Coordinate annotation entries
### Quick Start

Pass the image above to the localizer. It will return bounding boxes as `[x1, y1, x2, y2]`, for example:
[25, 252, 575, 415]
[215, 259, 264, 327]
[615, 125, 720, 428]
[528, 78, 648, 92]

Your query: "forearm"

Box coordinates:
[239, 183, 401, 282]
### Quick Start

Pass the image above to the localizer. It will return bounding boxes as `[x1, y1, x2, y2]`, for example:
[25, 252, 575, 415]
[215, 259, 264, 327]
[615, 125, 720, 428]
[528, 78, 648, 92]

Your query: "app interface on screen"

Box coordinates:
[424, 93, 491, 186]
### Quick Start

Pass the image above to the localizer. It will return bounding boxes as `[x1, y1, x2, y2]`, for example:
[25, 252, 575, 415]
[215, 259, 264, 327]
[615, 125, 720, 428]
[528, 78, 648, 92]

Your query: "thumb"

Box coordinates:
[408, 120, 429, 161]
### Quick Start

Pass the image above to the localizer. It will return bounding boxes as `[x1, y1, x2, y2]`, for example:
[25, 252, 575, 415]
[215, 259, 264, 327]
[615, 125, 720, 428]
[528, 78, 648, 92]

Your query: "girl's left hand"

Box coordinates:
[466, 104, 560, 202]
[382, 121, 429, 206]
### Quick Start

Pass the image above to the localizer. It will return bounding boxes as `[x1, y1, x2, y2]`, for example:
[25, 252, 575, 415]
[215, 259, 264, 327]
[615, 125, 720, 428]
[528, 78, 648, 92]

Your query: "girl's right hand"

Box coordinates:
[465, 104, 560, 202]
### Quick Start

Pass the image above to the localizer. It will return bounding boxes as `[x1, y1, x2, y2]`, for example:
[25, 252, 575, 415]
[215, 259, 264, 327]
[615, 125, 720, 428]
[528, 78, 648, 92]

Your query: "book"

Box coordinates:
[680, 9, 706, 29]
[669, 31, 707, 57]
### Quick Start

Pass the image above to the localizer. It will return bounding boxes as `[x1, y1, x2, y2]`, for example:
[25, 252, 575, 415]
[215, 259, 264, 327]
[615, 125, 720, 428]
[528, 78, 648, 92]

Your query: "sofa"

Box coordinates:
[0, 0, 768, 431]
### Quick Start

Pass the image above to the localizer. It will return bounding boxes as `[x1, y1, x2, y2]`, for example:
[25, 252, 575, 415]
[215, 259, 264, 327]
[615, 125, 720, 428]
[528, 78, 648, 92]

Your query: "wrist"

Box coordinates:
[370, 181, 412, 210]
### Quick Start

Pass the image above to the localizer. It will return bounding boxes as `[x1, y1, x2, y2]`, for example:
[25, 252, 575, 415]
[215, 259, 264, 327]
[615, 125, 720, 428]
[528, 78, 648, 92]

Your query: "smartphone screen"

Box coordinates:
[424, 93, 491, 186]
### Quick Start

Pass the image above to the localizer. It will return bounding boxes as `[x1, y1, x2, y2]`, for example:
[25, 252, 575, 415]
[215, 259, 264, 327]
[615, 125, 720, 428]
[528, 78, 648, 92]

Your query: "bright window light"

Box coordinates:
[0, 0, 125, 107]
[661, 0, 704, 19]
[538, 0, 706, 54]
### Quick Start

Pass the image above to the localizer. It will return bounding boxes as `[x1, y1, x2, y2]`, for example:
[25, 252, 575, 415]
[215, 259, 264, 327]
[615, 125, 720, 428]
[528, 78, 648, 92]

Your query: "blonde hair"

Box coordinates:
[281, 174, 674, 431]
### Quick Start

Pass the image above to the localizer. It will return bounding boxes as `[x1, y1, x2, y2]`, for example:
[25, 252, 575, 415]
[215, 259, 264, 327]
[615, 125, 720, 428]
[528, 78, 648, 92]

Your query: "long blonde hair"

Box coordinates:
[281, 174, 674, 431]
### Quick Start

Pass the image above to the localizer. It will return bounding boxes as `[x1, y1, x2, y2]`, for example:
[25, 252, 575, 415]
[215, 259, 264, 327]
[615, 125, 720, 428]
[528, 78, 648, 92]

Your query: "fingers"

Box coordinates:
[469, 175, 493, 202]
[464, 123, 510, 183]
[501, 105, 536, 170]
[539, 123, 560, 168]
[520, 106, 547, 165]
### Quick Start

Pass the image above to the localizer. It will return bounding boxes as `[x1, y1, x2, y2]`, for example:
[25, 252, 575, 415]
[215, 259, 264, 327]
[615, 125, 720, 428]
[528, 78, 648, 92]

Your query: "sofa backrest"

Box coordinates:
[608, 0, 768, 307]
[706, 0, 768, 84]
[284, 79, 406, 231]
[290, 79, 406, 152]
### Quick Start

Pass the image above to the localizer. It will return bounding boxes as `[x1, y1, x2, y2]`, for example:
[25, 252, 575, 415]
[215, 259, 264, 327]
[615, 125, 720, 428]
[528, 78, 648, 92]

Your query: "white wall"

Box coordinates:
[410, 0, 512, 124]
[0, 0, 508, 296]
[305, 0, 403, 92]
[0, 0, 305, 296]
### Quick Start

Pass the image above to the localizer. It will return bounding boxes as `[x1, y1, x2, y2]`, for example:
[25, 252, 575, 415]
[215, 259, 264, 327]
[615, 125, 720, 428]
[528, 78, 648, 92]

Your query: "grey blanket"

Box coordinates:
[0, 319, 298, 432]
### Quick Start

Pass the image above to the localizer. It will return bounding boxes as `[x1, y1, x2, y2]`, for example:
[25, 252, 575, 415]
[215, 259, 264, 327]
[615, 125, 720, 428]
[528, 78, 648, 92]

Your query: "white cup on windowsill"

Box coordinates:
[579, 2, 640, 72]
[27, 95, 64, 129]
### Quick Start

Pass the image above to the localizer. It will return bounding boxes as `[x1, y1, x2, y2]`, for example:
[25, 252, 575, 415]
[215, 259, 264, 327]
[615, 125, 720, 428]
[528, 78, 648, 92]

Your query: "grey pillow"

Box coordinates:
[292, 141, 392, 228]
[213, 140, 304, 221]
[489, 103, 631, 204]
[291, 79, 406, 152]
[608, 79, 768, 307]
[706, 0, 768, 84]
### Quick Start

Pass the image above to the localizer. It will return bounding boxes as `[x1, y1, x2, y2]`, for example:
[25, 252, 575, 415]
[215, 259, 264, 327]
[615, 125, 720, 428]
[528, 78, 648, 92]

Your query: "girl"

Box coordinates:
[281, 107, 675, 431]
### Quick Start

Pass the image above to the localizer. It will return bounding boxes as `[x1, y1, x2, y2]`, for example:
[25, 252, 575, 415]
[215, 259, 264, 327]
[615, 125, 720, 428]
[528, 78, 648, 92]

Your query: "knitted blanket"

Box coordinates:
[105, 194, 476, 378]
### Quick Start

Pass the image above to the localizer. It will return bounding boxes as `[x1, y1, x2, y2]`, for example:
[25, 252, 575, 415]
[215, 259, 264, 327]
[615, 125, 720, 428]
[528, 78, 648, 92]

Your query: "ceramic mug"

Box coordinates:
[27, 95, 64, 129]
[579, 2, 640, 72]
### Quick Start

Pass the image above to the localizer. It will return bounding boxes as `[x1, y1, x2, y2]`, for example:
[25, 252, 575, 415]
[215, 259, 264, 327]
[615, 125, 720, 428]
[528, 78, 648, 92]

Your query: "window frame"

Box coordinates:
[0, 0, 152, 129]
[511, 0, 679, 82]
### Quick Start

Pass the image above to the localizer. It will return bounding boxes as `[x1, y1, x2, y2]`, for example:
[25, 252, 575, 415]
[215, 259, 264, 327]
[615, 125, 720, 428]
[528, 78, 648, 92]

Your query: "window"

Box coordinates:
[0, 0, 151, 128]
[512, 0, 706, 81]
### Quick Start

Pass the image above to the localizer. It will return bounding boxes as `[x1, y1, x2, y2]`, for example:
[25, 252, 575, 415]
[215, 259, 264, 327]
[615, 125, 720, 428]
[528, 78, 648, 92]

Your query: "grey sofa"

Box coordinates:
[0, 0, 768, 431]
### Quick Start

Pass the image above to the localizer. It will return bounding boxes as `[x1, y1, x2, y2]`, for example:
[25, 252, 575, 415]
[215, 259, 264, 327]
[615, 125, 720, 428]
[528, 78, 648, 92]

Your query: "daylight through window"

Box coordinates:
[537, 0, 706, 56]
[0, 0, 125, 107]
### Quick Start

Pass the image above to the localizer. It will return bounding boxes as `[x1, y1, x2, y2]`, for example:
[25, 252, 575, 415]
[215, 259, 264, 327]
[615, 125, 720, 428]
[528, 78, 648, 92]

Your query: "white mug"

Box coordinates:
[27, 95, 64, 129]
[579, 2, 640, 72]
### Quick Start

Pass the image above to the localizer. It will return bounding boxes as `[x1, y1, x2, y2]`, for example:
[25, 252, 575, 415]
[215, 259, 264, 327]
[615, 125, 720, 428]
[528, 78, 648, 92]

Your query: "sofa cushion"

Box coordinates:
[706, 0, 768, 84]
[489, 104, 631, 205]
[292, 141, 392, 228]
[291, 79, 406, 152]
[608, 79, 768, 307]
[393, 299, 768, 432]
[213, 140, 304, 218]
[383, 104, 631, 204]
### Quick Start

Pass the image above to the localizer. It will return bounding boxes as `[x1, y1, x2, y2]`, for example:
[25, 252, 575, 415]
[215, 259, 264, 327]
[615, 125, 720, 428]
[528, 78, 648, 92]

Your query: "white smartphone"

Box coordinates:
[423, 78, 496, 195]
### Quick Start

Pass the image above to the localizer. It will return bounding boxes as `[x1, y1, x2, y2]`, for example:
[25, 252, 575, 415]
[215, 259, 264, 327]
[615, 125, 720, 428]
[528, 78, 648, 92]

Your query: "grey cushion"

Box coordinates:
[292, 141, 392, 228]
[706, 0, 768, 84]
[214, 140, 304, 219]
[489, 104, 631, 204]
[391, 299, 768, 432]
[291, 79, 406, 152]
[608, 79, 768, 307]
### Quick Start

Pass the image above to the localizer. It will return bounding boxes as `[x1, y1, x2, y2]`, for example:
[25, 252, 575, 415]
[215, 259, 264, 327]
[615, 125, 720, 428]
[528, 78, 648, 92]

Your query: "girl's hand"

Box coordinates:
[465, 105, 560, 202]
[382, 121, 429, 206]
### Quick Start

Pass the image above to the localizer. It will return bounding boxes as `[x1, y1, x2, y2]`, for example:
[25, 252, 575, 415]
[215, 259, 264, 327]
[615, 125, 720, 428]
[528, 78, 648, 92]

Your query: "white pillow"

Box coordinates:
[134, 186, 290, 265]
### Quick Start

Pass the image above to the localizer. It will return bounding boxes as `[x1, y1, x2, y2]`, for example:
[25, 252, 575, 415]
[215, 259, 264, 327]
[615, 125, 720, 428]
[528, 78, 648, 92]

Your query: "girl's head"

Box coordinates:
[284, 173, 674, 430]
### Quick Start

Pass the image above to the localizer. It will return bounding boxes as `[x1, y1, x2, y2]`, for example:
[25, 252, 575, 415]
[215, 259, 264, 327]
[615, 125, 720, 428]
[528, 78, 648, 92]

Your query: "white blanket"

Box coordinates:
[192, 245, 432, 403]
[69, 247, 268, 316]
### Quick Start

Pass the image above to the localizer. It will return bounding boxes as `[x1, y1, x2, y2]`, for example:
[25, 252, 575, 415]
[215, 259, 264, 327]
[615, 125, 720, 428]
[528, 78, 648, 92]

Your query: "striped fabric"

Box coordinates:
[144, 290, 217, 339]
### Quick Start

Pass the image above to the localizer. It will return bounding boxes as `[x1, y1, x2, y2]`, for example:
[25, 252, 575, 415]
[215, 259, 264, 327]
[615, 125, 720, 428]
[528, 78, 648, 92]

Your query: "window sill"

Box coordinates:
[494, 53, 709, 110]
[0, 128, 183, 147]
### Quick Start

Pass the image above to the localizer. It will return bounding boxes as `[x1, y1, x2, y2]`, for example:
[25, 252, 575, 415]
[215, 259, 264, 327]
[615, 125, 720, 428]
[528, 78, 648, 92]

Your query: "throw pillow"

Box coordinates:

▸ Your instructions: Tally the lines of the listing above that contain the string "screen". How many are there? Reply with the number alone.

▸ Result: 2